— START INFORMATION PROVIDED —

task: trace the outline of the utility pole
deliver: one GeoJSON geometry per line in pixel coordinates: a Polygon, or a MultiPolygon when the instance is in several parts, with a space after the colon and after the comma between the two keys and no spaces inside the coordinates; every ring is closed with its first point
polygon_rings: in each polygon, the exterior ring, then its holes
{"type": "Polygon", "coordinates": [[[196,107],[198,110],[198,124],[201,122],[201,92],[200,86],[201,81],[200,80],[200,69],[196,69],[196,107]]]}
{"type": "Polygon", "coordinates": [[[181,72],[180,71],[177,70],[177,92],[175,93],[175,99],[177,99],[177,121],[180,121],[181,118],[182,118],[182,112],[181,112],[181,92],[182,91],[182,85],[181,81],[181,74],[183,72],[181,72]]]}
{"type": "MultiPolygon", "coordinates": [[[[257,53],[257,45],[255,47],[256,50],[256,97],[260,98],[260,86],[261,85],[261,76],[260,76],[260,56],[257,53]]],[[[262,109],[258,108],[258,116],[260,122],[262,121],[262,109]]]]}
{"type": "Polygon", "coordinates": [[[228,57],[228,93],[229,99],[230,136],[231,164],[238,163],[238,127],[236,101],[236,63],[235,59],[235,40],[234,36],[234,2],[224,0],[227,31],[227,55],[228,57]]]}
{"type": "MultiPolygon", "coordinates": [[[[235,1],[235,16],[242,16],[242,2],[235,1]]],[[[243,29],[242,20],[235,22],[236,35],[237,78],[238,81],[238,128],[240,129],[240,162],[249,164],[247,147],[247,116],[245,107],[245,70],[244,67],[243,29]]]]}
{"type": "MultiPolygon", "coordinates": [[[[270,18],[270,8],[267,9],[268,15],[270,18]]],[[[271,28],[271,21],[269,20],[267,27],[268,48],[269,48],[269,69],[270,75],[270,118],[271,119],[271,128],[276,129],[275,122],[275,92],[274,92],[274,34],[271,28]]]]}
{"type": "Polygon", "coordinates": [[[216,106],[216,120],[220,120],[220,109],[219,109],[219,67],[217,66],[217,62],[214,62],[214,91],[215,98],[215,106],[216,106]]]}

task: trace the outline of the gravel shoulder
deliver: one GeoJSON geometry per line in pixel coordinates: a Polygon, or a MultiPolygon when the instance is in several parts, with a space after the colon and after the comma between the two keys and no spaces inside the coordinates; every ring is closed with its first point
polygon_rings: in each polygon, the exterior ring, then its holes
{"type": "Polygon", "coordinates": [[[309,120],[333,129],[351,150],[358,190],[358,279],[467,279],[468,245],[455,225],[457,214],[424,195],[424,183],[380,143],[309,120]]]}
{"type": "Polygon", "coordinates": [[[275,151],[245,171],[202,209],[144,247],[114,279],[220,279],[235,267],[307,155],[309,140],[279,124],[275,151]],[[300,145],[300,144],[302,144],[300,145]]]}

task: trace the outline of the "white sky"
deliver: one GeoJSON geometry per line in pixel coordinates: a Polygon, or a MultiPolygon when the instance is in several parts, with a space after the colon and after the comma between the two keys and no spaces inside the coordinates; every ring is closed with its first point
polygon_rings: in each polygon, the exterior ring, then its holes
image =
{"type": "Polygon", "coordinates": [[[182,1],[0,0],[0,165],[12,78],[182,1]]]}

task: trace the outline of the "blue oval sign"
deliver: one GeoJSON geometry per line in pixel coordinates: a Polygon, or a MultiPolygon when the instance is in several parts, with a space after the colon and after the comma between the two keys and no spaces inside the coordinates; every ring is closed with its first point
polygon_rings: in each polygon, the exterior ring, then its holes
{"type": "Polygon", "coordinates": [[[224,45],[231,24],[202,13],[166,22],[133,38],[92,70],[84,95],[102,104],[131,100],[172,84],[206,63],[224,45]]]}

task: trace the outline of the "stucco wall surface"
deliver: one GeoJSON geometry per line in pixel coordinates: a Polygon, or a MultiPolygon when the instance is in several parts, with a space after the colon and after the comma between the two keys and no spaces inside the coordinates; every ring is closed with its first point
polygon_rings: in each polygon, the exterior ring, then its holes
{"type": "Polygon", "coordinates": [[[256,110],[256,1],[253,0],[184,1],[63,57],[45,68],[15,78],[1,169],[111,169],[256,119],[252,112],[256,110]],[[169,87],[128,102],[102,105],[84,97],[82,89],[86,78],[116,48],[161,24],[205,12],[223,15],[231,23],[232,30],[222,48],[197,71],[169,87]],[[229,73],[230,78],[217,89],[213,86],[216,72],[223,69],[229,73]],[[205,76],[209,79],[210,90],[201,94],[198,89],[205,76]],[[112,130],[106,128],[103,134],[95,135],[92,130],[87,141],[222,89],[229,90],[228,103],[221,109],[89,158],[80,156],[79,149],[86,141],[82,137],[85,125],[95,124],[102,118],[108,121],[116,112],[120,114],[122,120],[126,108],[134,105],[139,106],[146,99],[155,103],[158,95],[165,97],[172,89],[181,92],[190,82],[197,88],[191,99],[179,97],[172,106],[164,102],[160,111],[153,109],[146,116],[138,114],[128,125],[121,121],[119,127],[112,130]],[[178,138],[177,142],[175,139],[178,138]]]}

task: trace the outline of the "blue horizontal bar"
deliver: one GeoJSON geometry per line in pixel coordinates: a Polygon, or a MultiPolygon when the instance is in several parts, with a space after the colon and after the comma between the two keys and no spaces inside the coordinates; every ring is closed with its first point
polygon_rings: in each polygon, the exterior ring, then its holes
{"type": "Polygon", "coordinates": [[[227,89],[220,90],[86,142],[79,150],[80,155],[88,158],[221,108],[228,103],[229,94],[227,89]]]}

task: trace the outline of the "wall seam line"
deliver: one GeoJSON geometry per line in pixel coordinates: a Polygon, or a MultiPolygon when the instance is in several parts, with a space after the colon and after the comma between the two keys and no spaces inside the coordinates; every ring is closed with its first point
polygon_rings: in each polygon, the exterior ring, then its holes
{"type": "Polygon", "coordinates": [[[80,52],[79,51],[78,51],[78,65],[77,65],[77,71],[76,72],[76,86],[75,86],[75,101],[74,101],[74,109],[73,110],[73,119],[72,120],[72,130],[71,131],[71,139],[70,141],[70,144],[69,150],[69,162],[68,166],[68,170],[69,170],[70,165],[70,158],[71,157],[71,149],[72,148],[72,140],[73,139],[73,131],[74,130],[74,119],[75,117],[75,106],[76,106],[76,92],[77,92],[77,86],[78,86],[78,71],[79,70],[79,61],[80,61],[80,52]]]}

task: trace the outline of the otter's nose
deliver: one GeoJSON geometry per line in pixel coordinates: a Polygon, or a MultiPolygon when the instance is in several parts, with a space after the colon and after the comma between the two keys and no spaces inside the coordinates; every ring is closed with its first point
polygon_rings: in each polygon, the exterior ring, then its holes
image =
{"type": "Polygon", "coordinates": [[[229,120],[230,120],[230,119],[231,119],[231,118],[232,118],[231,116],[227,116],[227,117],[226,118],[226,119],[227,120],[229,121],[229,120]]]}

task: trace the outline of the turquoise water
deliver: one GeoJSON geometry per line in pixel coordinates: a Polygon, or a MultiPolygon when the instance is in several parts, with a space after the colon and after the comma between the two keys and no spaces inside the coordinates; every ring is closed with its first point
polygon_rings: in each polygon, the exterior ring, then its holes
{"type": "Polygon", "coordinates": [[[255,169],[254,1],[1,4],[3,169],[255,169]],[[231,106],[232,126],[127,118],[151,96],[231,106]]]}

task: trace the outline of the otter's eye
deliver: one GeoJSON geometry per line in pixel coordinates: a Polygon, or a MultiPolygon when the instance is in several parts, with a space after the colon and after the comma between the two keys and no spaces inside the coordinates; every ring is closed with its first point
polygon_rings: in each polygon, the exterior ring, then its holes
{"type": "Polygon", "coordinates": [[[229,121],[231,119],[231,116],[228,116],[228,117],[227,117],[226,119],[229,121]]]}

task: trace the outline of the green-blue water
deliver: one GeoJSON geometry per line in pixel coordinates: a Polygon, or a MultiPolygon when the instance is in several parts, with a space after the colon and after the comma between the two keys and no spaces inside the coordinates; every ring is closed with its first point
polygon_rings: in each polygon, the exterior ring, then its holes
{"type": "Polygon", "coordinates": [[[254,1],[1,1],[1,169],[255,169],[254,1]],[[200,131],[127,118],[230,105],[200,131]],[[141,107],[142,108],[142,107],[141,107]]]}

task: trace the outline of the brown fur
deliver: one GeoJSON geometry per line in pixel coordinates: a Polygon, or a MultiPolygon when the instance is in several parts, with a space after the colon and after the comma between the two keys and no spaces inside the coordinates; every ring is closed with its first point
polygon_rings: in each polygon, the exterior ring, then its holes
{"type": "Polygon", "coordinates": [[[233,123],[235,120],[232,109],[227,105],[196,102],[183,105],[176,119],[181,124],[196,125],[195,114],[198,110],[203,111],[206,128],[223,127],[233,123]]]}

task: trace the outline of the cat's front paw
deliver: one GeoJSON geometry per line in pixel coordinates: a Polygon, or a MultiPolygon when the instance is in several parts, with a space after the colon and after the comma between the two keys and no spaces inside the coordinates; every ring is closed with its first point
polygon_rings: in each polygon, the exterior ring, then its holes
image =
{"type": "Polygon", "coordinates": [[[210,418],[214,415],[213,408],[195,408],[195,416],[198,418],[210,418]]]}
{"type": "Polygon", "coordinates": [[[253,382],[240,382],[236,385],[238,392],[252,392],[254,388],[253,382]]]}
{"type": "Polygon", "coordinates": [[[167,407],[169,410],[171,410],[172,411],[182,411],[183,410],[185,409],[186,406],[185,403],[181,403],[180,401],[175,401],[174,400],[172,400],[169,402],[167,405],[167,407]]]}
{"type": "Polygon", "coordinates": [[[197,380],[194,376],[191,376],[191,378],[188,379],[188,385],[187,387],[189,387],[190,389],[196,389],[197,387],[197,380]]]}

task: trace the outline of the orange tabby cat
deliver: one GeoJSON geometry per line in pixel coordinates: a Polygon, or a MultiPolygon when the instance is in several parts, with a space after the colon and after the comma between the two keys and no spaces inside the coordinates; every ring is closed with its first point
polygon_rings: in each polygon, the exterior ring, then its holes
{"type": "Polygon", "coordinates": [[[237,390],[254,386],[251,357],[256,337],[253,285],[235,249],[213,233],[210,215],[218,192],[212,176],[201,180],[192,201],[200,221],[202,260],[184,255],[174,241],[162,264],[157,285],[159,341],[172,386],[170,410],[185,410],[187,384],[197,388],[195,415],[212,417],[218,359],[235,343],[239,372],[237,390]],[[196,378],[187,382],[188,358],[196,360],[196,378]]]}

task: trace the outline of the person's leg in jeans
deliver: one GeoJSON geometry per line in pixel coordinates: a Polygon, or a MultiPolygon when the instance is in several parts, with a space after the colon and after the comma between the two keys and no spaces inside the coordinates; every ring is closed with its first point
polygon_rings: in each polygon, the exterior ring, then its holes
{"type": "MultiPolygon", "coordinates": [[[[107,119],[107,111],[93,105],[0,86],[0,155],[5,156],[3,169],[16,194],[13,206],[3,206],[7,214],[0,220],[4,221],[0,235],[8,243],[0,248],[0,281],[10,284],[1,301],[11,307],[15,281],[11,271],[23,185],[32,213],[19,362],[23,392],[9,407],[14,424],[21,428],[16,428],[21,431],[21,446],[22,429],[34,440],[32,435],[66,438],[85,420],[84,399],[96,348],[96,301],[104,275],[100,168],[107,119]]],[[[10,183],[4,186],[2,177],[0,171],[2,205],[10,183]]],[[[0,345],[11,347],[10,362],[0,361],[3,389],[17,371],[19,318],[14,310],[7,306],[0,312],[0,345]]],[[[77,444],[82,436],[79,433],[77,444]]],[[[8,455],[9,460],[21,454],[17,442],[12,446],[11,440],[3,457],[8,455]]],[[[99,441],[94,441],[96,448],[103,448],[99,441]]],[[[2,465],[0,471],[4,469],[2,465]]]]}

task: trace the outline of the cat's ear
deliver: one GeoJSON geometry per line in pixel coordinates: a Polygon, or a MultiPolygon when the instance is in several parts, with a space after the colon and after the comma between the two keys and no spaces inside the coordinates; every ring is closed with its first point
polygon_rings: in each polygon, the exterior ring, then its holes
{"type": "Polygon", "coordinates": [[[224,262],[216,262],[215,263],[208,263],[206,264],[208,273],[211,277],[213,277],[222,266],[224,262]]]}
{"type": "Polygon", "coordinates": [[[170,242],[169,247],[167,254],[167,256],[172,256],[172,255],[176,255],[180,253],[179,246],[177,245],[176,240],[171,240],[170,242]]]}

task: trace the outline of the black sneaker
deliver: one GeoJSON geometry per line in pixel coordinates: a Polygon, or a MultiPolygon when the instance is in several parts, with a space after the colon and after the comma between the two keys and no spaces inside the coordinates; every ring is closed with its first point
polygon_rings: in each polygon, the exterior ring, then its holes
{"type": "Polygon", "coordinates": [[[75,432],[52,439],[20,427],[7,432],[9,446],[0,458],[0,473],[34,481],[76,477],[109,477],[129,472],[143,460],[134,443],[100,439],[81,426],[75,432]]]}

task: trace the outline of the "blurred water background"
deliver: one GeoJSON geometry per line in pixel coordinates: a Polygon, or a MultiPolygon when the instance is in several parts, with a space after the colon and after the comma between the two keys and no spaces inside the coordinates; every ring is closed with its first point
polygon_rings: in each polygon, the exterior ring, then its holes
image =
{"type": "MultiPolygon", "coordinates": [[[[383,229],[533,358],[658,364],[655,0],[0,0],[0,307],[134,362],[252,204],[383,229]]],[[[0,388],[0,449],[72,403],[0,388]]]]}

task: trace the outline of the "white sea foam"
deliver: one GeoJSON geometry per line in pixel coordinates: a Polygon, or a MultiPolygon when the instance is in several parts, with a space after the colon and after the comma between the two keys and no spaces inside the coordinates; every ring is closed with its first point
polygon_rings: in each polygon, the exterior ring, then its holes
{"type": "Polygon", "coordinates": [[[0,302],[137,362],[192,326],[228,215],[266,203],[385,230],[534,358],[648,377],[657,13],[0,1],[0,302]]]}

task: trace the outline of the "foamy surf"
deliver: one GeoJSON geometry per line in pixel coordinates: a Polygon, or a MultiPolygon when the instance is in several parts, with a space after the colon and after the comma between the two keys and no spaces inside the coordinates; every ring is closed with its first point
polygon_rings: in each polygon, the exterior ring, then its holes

— END INFORMATION PROVIDED —

Count the lines of the data above that contain the word "water", and give only that number.

3